This blog was featured on 06/29/2019
How Many Times is Too Many?
Contributor

I’m talking about the number of times I’ve read my own memoir, to be published by She Writes Press this October.

Husband and I live in a small town in Western Massachusetts. At our Saturday morning farmer’s market a local pig farmer sets up a grill and makes breakfast sausage sandwiches to order. The pork smell is too heavy and gamey for my delicate sensibilities but the sandwiches are stuffed with salad greens and look good. His customers grab their sandwiches and then stand in the middle of the thoroughfare, wolfing them down with glazed eyes. The pig farmer has a sidekick who makes exceptional scones and is studying to be a nurse. Probably she bakes the biscuits for the sausage sandwiches. Sometimes there is second young lovely, maybe the baker’s sister or her best friend, and sometimes a different one. Husband and I wonder to each other at all of the young women and we also wonder about the broad strokes of this lucky man’s domestic life.

Dataset records about where objects are located:
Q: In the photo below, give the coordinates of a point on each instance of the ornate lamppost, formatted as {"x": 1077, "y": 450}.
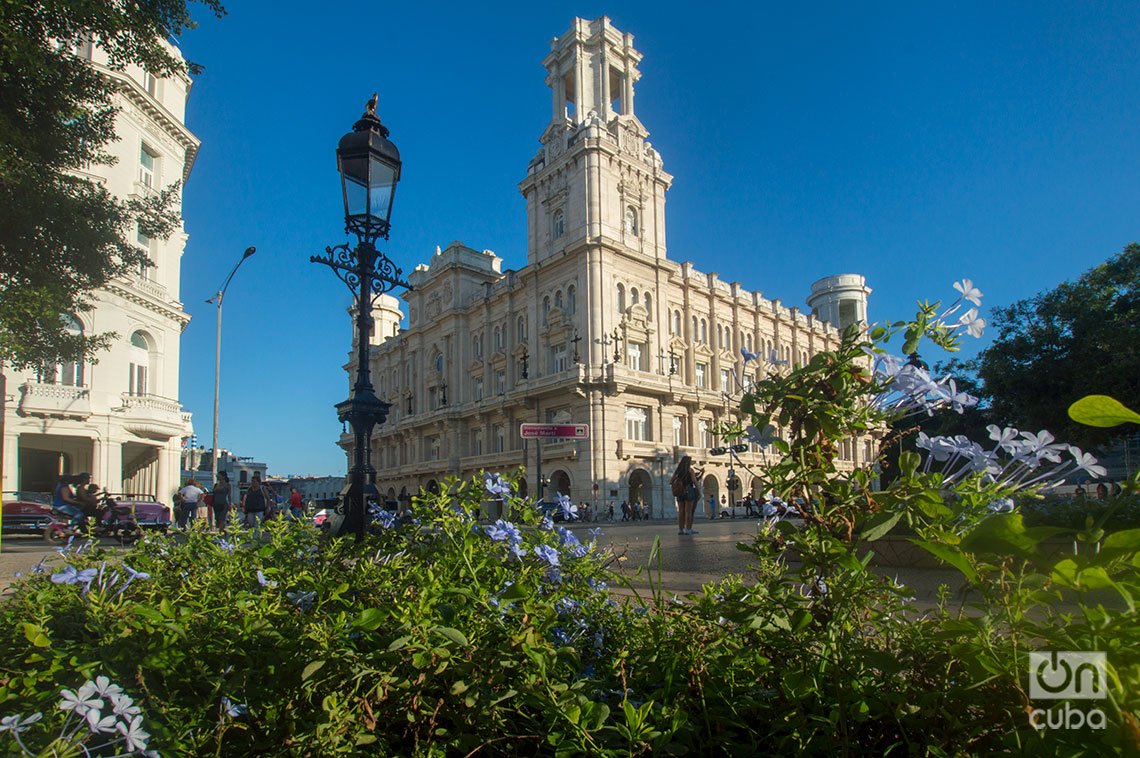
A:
{"x": 369, "y": 168}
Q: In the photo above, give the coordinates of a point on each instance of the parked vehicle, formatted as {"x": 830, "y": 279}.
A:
{"x": 27, "y": 513}
{"x": 111, "y": 519}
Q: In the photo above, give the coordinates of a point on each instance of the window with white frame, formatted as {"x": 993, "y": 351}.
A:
{"x": 138, "y": 380}
{"x": 636, "y": 423}
{"x": 635, "y": 356}
{"x": 148, "y": 165}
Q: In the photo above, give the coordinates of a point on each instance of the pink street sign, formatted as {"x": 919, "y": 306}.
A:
{"x": 554, "y": 431}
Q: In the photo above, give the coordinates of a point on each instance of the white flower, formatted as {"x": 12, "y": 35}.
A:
{"x": 15, "y": 724}
{"x": 80, "y": 702}
{"x": 974, "y": 325}
{"x": 133, "y": 734}
{"x": 100, "y": 723}
{"x": 969, "y": 292}
{"x": 123, "y": 706}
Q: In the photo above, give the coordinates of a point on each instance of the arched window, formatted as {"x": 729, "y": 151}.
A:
{"x": 67, "y": 373}
{"x": 139, "y": 374}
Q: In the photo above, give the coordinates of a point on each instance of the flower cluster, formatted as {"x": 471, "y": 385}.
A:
{"x": 1017, "y": 461}
{"x": 909, "y": 389}
{"x": 99, "y": 580}
{"x": 97, "y": 709}
{"x": 504, "y": 531}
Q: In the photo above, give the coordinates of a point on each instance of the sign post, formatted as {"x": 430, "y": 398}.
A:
{"x": 539, "y": 432}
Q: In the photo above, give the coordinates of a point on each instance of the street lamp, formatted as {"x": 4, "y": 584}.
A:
{"x": 217, "y": 299}
{"x": 369, "y": 168}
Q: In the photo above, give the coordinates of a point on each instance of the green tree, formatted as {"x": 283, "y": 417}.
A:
{"x": 1081, "y": 337}
{"x": 62, "y": 236}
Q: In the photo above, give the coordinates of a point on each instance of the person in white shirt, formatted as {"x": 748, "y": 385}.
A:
{"x": 189, "y": 495}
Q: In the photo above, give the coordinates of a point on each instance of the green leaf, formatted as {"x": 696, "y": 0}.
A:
{"x": 947, "y": 554}
{"x": 369, "y": 619}
{"x": 1101, "y": 410}
{"x": 879, "y": 524}
{"x": 454, "y": 635}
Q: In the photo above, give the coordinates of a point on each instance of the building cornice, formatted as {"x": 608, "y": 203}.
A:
{"x": 140, "y": 98}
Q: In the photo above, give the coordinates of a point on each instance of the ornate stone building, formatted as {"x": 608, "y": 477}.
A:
{"x": 600, "y": 327}
{"x": 119, "y": 418}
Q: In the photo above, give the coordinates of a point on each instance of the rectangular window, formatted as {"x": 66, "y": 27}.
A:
{"x": 636, "y": 357}
{"x": 137, "y": 380}
{"x": 636, "y": 423}
{"x": 678, "y": 431}
{"x": 148, "y": 162}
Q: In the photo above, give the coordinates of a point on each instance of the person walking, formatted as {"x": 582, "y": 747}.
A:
{"x": 189, "y": 495}
{"x": 684, "y": 480}
{"x": 254, "y": 504}
{"x": 221, "y": 503}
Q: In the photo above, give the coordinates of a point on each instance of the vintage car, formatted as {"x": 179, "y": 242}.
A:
{"x": 25, "y": 514}
{"x": 148, "y": 513}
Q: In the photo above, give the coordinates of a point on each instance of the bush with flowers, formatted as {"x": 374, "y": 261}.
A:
{"x": 442, "y": 635}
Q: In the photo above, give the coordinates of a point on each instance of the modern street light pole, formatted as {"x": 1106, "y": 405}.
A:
{"x": 369, "y": 168}
{"x": 217, "y": 299}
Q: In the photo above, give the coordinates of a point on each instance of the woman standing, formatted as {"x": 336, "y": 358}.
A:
{"x": 686, "y": 475}
{"x": 221, "y": 500}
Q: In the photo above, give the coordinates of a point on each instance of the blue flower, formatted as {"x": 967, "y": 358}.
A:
{"x": 495, "y": 486}
{"x": 548, "y": 554}
{"x": 504, "y": 531}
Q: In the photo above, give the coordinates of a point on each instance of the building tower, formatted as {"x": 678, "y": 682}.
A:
{"x": 840, "y": 300}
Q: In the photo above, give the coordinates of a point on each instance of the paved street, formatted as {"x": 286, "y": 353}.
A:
{"x": 685, "y": 562}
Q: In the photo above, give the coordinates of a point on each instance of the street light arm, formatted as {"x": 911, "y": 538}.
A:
{"x": 221, "y": 291}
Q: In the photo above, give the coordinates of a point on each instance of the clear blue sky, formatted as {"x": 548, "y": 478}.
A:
{"x": 913, "y": 143}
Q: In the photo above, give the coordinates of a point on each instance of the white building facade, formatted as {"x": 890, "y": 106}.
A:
{"x": 119, "y": 418}
{"x": 600, "y": 327}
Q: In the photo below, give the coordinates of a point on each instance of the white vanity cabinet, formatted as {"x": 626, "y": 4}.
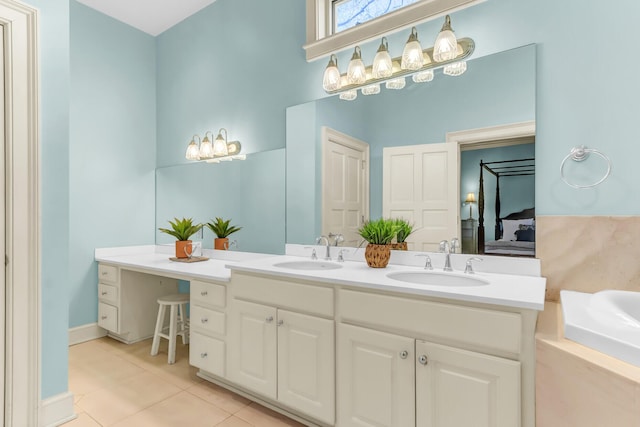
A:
{"x": 281, "y": 343}
{"x": 208, "y": 327}
{"x": 127, "y": 302}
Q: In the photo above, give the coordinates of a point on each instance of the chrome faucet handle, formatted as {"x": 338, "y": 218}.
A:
{"x": 455, "y": 244}
{"x": 427, "y": 263}
{"x": 468, "y": 269}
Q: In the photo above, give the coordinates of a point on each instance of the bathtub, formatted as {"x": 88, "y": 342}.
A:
{"x": 607, "y": 321}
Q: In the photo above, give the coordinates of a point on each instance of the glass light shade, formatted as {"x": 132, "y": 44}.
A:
{"x": 455, "y": 69}
{"x": 423, "y": 76}
{"x": 220, "y": 146}
{"x": 382, "y": 64}
{"x": 331, "y": 80}
{"x": 371, "y": 90}
{"x": 356, "y": 72}
{"x": 349, "y": 95}
{"x": 396, "y": 84}
{"x": 193, "y": 152}
{"x": 206, "y": 148}
{"x": 412, "y": 58}
{"x": 446, "y": 45}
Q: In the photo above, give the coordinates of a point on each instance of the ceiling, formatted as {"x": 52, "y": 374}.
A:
{"x": 151, "y": 16}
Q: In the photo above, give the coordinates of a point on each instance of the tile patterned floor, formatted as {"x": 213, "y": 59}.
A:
{"x": 121, "y": 385}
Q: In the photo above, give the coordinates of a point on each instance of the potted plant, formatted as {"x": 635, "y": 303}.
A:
{"x": 404, "y": 230}
{"x": 222, "y": 229}
{"x": 182, "y": 229}
{"x": 378, "y": 234}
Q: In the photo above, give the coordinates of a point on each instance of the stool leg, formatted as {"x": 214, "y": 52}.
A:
{"x": 172, "y": 334}
{"x": 156, "y": 335}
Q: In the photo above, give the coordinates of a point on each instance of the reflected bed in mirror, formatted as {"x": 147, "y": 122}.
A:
{"x": 496, "y": 90}
{"x": 250, "y": 193}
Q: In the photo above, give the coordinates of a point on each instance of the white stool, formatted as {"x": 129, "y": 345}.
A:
{"x": 178, "y": 324}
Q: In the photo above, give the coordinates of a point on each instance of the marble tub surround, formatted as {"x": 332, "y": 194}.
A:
{"x": 579, "y": 386}
{"x": 588, "y": 253}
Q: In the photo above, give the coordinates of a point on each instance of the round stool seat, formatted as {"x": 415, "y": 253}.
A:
{"x": 174, "y": 299}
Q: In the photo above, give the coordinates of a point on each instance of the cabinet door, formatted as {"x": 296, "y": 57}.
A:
{"x": 252, "y": 357}
{"x": 376, "y": 378}
{"x": 461, "y": 388}
{"x": 306, "y": 367}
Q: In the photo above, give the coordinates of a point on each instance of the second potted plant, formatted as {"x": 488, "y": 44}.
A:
{"x": 222, "y": 229}
{"x": 378, "y": 234}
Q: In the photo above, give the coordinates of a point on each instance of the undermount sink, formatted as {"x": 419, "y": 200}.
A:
{"x": 308, "y": 265}
{"x": 431, "y": 278}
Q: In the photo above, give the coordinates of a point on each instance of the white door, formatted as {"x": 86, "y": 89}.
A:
{"x": 375, "y": 378}
{"x": 461, "y": 388}
{"x": 252, "y": 347}
{"x": 345, "y": 185}
{"x": 420, "y": 184}
{"x": 306, "y": 364}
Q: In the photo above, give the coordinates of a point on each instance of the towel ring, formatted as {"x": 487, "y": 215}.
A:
{"x": 579, "y": 154}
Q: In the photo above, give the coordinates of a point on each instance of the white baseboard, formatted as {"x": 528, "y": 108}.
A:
{"x": 88, "y": 332}
{"x": 57, "y": 410}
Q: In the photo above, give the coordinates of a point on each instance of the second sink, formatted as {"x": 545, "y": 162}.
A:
{"x": 436, "y": 279}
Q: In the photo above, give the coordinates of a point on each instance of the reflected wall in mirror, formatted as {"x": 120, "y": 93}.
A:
{"x": 496, "y": 90}
{"x": 249, "y": 192}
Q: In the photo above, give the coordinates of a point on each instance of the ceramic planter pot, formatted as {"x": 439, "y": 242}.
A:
{"x": 377, "y": 256}
{"x": 221, "y": 243}
{"x": 183, "y": 248}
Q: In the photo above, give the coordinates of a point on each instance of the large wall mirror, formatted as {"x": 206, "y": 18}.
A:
{"x": 496, "y": 90}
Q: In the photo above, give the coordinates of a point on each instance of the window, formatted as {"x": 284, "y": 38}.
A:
{"x": 367, "y": 23}
{"x": 349, "y": 13}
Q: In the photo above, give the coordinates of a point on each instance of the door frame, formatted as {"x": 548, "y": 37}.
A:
{"x": 329, "y": 134}
{"x": 22, "y": 193}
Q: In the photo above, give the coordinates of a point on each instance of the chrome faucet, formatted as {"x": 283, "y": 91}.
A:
{"x": 327, "y": 256}
{"x": 446, "y": 249}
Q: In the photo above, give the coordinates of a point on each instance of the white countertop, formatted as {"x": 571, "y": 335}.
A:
{"x": 520, "y": 291}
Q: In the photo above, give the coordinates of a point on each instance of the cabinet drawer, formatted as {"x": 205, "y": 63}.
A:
{"x": 207, "y": 293}
{"x": 108, "y": 293}
{"x": 107, "y": 273}
{"x": 108, "y": 317}
{"x": 298, "y": 297}
{"x": 208, "y": 320}
{"x": 480, "y": 328}
{"x": 207, "y": 353}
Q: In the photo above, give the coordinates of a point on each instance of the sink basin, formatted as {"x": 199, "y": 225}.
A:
{"x": 436, "y": 279}
{"x": 308, "y": 265}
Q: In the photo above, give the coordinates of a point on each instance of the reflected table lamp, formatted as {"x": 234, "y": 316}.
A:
{"x": 471, "y": 199}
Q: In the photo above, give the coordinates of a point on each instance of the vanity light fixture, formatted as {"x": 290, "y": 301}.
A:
{"x": 219, "y": 150}
{"x": 415, "y": 62}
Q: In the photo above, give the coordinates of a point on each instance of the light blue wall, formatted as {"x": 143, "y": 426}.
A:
{"x": 112, "y": 147}
{"x": 516, "y": 192}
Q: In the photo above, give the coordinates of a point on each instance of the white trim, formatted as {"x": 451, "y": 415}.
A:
{"x": 88, "y": 332}
{"x": 321, "y": 43}
{"x": 22, "y": 387}
{"x": 57, "y": 410}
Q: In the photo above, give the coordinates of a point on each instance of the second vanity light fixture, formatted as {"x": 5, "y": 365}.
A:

• [PROBLEM TO SOLVE]:
Keep writing the blog post about rereading a memoir, starting after its last sentence.

• [RESPONSE TO THE EXERCISE]:
Last summer Husband and I split one of the nurse’s ginger-apricot scones and then Husband praised it to her. She blushed a little and the farmer looked up from his grill briefly and said, “She likes a lot of praise.” All four of us laughed in recognition. After that morning, Husband’s code phrase indicating that I had talked enough about my memoir for that day became “She likes a lot of praise.” And I do. I’ve always been full of myself and I’ve always loved praise.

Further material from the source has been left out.